EXTRACTED ENTRIES »
= = = = = = =
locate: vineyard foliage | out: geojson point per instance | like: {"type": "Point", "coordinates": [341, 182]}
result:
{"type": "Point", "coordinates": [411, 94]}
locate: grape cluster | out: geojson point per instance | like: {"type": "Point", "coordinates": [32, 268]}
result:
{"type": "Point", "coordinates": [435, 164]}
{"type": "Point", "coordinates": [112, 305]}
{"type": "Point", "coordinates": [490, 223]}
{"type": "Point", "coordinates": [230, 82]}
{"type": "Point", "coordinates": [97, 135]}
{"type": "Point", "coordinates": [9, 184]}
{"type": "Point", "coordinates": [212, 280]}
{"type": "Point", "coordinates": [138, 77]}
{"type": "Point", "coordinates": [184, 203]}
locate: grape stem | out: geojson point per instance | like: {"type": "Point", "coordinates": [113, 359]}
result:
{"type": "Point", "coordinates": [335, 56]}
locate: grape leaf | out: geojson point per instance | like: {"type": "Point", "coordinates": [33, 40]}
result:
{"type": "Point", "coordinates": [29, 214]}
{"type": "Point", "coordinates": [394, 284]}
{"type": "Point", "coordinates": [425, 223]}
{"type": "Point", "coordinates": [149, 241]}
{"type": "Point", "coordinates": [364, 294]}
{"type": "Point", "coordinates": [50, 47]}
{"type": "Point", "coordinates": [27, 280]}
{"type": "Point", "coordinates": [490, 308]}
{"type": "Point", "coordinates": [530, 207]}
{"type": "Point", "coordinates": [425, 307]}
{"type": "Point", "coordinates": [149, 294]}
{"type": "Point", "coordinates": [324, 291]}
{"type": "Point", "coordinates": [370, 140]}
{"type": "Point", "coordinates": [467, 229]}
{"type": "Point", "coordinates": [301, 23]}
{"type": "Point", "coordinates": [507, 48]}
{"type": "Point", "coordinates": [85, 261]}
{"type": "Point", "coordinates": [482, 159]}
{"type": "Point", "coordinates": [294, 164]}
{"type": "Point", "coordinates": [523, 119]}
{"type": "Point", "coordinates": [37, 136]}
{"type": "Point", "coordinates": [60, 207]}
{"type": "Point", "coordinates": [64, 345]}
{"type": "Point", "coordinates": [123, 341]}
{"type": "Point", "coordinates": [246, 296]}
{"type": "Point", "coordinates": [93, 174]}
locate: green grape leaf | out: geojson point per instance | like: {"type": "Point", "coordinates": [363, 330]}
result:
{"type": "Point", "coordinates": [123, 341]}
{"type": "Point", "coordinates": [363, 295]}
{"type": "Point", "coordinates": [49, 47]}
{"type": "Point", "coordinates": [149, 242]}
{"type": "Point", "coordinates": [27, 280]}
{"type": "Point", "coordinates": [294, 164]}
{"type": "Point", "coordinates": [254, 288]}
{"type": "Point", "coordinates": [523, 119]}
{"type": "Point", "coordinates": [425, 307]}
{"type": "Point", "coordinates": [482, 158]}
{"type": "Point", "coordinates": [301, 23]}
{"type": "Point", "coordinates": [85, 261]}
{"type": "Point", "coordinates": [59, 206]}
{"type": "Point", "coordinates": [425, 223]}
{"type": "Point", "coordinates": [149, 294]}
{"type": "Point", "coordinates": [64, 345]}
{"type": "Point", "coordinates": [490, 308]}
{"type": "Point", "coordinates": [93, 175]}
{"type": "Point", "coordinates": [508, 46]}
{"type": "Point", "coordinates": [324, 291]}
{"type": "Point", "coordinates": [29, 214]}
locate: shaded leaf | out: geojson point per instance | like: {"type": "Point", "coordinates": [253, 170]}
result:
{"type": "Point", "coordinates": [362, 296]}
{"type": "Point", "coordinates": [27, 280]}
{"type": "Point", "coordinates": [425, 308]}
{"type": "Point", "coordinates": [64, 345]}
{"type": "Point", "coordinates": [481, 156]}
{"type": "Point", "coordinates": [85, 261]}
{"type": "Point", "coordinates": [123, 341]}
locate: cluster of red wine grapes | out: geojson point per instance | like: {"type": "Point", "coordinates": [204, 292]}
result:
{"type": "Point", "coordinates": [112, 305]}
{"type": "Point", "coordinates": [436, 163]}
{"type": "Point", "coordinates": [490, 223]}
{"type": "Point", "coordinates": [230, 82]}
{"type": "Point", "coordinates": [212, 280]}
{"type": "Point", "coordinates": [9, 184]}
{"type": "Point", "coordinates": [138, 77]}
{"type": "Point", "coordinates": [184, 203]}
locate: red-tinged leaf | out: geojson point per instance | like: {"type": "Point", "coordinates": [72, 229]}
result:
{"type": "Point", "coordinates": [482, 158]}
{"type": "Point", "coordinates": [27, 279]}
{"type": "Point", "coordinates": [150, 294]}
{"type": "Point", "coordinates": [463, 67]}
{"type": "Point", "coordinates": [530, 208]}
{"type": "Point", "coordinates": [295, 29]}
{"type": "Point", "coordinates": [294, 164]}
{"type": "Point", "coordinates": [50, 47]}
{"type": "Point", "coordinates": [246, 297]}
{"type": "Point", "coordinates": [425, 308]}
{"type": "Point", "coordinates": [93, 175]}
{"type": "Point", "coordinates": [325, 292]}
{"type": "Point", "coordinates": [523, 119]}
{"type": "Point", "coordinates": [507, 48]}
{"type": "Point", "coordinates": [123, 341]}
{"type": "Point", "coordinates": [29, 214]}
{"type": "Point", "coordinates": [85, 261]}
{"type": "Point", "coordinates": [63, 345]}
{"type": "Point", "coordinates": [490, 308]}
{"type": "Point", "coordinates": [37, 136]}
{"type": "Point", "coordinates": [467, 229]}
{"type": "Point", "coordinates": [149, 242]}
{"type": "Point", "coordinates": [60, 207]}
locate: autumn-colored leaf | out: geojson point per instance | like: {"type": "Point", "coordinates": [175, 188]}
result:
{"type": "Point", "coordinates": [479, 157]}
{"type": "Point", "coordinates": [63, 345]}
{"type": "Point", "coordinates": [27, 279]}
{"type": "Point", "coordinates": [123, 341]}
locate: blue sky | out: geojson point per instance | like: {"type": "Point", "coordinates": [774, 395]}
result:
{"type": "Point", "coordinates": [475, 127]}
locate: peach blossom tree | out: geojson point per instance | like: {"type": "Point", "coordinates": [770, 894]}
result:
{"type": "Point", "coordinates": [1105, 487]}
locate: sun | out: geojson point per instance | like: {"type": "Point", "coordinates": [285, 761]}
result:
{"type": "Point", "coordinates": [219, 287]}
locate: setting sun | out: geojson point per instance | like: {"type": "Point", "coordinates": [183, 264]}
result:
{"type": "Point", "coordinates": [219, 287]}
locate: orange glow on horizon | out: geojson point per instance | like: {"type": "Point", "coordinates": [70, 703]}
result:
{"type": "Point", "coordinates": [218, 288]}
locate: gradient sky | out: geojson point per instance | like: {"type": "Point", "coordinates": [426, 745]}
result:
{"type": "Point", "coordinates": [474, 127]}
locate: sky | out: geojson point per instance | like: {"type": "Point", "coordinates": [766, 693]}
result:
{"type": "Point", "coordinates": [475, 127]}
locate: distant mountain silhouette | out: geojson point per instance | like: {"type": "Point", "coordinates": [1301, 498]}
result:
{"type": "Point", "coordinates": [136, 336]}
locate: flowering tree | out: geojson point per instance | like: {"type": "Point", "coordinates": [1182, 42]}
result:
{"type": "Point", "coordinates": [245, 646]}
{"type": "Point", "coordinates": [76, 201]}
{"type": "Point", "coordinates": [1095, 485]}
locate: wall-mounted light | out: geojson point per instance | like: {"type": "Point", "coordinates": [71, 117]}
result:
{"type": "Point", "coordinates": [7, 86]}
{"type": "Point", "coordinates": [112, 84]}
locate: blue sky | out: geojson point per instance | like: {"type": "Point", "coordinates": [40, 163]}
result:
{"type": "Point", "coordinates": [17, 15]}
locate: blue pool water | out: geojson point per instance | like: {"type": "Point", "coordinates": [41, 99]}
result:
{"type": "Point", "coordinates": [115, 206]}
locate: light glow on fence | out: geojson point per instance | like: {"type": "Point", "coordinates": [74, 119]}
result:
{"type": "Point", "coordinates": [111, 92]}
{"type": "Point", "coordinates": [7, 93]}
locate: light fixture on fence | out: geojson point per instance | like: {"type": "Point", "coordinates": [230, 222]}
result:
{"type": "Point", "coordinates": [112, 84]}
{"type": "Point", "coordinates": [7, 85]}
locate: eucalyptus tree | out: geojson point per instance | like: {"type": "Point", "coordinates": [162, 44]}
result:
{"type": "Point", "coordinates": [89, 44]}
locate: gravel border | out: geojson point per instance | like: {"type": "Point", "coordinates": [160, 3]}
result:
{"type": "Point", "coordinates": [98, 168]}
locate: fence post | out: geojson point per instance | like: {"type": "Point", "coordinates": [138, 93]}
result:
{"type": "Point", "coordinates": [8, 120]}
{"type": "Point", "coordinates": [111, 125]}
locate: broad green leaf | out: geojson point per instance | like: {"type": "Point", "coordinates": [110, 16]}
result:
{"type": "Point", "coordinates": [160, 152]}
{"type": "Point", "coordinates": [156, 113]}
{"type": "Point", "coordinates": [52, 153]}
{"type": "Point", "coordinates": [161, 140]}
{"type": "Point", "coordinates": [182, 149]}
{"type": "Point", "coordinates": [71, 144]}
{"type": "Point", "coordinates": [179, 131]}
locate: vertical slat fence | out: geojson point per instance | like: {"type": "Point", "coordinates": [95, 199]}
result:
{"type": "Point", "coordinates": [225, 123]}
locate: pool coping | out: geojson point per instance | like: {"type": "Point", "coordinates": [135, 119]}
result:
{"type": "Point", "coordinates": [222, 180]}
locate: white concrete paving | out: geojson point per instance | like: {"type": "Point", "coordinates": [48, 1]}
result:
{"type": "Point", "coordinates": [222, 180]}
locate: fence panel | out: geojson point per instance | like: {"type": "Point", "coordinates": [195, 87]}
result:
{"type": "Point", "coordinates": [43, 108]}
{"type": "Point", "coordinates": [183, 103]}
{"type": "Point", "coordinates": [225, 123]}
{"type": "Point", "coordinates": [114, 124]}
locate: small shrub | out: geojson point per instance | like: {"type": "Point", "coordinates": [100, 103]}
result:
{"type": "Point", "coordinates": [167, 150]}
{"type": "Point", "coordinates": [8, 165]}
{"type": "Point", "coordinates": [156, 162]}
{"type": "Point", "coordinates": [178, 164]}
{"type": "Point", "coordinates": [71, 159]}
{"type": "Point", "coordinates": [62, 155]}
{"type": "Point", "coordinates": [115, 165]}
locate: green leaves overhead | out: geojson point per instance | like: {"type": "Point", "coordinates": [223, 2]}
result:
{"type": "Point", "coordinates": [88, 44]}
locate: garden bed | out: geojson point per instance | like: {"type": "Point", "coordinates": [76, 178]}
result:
= = = = = = =
ACTION ITEM » Take the lines above from the one containing "locate: peach blossom" to the one containing "locate: orange glow" and retype them exactly, both ends included, with nothing added.

OUTPUT OF THE TASK »
locate: peach blossom tree | out: geojson point per instance | like: {"type": "Point", "coordinates": [770, 894]}
result:
{"type": "Point", "coordinates": [1105, 487]}
locate: sun | out: geojson point per instance | like: {"type": "Point", "coordinates": [285, 761]}
result:
{"type": "Point", "coordinates": [219, 287]}
locate: setting sun | out: geojson point per instance | like: {"type": "Point", "coordinates": [183, 264]}
result:
{"type": "Point", "coordinates": [219, 287]}
locate: orange glow on horizon | out: geojson point per instance | like: {"type": "Point", "coordinates": [70, 703]}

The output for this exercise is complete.